- DOCUMENT SECTION
=-=-=
The team returned into back into the electorate on Friday, Oct 22.

Wednesday, March 05, 2008


History being rewritten with Bulolo Airport


Many people who have been long fascinated by the story of the gold rush days of the 1930’s, feel that history is being rewritten with the re-opening of the Bulolo Airport.


The greatest airlift the world had ever known started from Lae to the Bulolo goldfields in the 1930s.


Built in June 1930, originally the Bulolo strip was 1,150 yards by 120 yards.


Later it was expanded to 1,300 yards in length, covered with grass.


This airstrip was used in conjunction with flying supplies and equipment for gold dredging at Wau and Bulolo.


On January 21, 1942, Japanese Zeros and bombers attacked Bulolo.


At Bulolo, they set fire to three of the Junkers G31 tri-motors on the ground, destroying them.
Gold dredging work ceased as most of the men employed entered military service.


Five days, later, on February 5, 1942, Bulolo was bombed at 11am by five twin-engine bombers.


The discovery of gold at Edie Creek above Wau in 1926 sparked off a gold rush which led to the exploitation of the rich deposits of the Bulolo-Watut river system by large-scale mechanised mining.


The rigours and cost of the eight-day walk into the goldfields and the difficulty of building a road from the coast led to the early introduction of an aviation service.


The driving force behind the development of the goldfields was Cecil J. Levien, a former Morobe District Officer, who has been described as a “rare and formidable combination of opportunist, practical man and visionary”.
=-=-=
Lines drawn from a dataset:

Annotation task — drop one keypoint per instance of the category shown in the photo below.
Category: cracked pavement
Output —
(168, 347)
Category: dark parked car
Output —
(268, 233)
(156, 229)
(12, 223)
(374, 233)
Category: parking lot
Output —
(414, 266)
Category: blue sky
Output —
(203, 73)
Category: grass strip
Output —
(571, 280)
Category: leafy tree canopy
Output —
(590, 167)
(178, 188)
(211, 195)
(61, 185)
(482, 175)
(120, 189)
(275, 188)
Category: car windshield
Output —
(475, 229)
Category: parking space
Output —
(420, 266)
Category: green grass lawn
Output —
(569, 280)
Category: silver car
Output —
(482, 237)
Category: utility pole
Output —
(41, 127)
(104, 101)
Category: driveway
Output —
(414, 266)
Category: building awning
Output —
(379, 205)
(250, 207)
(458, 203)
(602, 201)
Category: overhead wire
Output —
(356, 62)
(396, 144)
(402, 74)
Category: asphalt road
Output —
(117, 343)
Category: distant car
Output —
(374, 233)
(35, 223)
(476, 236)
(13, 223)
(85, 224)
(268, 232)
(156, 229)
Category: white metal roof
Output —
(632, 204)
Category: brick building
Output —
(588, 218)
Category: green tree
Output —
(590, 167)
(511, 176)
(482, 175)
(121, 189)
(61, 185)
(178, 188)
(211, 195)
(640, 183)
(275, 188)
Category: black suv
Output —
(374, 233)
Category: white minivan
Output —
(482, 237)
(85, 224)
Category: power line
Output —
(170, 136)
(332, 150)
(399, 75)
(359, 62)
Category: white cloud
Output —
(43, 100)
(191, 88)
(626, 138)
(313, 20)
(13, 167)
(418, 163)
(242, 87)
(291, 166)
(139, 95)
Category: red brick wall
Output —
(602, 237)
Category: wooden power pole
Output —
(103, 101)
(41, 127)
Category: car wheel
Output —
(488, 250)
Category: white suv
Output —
=-=-=
- WORK TO BE COMPLETED
According to the article on Bulolo Airport above, what were the original dimensions of the Bulolo strip when it was built in June 1930?

- WRITTEN ANSWER
1,150 yards by 120 yards.